• Exercise:
Copy all of the data below, switching every "formation chart" to "field map" and leaving everything else unchanged.

• Dataset content:
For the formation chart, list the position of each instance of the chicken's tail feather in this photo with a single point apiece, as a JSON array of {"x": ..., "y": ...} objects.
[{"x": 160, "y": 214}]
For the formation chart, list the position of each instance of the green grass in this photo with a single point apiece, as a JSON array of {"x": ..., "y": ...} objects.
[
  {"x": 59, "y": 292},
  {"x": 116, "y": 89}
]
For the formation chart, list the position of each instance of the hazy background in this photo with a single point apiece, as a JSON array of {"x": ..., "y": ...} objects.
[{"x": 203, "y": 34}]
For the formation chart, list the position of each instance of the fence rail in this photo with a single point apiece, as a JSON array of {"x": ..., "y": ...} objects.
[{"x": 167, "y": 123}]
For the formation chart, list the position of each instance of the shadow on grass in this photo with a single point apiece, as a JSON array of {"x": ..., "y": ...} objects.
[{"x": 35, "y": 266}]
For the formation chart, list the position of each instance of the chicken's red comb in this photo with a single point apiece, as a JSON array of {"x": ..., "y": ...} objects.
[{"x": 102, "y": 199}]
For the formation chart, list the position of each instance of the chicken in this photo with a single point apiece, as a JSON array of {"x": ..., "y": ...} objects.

• Reply to the task:
For the field map, list the position of each instance of the chicken's tail feather in this photo with a single point apiece, as a JSON array of {"x": ..., "y": ...} objects.
[{"x": 160, "y": 214}]
For the field map, list the position of each instance of the green grass in this photo with a single point apiece, as a JSON array of {"x": ..., "y": ...} objects.
[
  {"x": 59, "y": 292},
  {"x": 116, "y": 89}
]
For the field map, list the position of each instance of the hazy background in this photo with a single point apiece, as a JSON array of {"x": ..., "y": ...} objects.
[{"x": 203, "y": 34}]
For the field map, list the position of each instance of the fence rail in this photo with a single point apiece, as a JSON array of {"x": ..., "y": ...} objects.
[{"x": 167, "y": 123}]
For the field map, list the position of each instance of the shadow on grass in this photo with a single point apiece, as a JSON array of {"x": ..., "y": ...} objects.
[{"x": 35, "y": 266}]
For the field map, list the position of each instance of the chicken's red comb in this photo with a single point apiece, as a JSON array of {"x": ..., "y": ...} objects.
[{"x": 102, "y": 199}]
For the field map, list the position of each instance of the chicken in this photo with a single point apiece, as a JSON array of {"x": ..., "y": ...} objects.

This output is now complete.